* **Given task**
Render all the items below as a Markdown table with two columns, Row and Item, giving each line its own numbered row and omitting blank lines.

━━━━━━━━━━━━━━━━━━━━━━━━━━━━━━

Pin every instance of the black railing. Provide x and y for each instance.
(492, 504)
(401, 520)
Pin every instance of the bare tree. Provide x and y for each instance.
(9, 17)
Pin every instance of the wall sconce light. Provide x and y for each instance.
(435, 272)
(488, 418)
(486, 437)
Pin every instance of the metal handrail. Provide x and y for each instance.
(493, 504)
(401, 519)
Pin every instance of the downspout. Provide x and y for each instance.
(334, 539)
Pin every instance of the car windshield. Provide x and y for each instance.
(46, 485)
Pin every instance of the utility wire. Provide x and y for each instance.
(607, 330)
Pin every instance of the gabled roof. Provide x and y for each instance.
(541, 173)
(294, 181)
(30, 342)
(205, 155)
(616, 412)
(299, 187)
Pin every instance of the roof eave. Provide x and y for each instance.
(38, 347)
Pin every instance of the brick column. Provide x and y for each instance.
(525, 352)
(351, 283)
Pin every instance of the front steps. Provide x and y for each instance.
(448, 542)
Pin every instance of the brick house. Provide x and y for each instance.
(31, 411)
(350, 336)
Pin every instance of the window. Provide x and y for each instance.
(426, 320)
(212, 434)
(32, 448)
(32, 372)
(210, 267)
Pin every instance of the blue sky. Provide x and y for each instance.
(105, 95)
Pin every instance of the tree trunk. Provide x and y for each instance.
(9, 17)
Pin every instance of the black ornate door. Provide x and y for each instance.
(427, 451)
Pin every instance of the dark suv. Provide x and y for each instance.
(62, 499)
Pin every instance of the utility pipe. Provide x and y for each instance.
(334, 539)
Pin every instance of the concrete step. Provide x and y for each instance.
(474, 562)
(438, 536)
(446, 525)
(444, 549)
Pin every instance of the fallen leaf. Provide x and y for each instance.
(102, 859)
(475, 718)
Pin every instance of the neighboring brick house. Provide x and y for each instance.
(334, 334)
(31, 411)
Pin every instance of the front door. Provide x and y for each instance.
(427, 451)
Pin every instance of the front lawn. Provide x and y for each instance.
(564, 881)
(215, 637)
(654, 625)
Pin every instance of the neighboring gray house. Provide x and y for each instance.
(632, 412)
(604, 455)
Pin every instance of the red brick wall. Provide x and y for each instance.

━━━━━━━━━━━━━━━━━━━━━━━━━━━━━━

* **Reply to the exercise**
| Row | Item |
|---|---|
| 1 | Pin every instance of the black railing. Provide x and y for each instance. |
| 2 | (492, 504) |
| 3 | (401, 520) |
| 4 | Pin every instance of the bare tree. Provide x and y for each instance. |
| 5 | (9, 17) |
| 6 | Pin every instance of the wall sconce light. Provide x and y for each instance. |
| 7 | (435, 272) |
| 8 | (488, 418) |
| 9 | (486, 437) |
| 10 | Pin every instance of the metal handrail. Provide x and y for each instance. |
| 11 | (493, 504) |
| 12 | (401, 519) |
| 13 | Pin every instance of the downspout. Provide x and y for each instance. |
| 14 | (334, 539) |
| 15 | Pin every instance of the car windshield. Provide x and y for each instance. |
| 16 | (46, 485) |
| 17 | Pin every instance of the utility wire. Provide x and y for each instance. |
| 18 | (607, 330) |
| 19 | Pin every instance of the gabled roof. Provide x and y for each instance. |
| 20 | (541, 173) |
| 21 | (294, 181) |
| 22 | (30, 342) |
| 23 | (205, 155) |
| 24 | (616, 412) |
| 25 | (299, 187) |
| 26 | Pin every instance of the roof eave. Provide x and y for each instance. |
| 27 | (38, 347) |
| 28 | Pin every instance of the brick column. Provide x and y for each instance. |
| 29 | (525, 352) |
| 30 | (351, 283) |
| 31 | Pin every instance of the front steps. Provide x and y for each instance. |
| 32 | (448, 542) |
| 33 | Pin every instance of the brick house. Provide x and y for each instance. |
| 34 | (31, 411) |
| 35 | (350, 336) |
| 36 | Pin every instance of the window. Provide x and y for each instance. |
| 37 | (426, 320) |
| 38 | (212, 434) |
| 39 | (32, 448) |
| 40 | (32, 372) |
| 41 | (210, 267) |
| 42 | Pin every instance of the blue sky. Provide x and y for each instance. |
| 43 | (105, 95) |
| 44 | Pin every instance of the tree trunk. Provide x and y for each instance. |
| 45 | (9, 17) |
| 46 | Pin every instance of the black ornate door. Provide x and y for each instance. |
| 47 | (427, 451) |
| 48 | Pin every instance of the dark suv. Provide x and y for each instance. |
| 49 | (62, 499) |
| 50 | Pin every instance of the utility pipe. Provide x and y for each instance. |
| 51 | (334, 539) |
| 52 | Pin every instance of the concrete step. Provide x and y for each instance. |
| 53 | (474, 562) |
| 54 | (438, 536) |
| 55 | (446, 525) |
| 56 | (444, 549) |
| 57 | Pin every instance of the fallen leaf. Provide x and y for each instance. |
| 58 | (102, 859) |
| 59 | (475, 718) |
| 60 | Pin every instance of the neighboring brick house. Provide x and y for each instance. |
| 61 | (334, 334) |
| 62 | (31, 411) |
| 63 | Pin every instance of the front door. Provide x and y for each instance. |
| 64 | (427, 451) |
| 65 | Pin every instance of the front lawn. Provide x and y for each instance. |
| 66 | (564, 881) |
| 67 | (215, 637) |
| 68 | (654, 625) |
| 69 | Pin every instance of the neighboring gray house. Provide x and y for each instance. |
| 70 | (632, 412) |
| 71 | (604, 455) |
| 72 | Pin every instance of the red brick wall. Provide x and y for each instance. |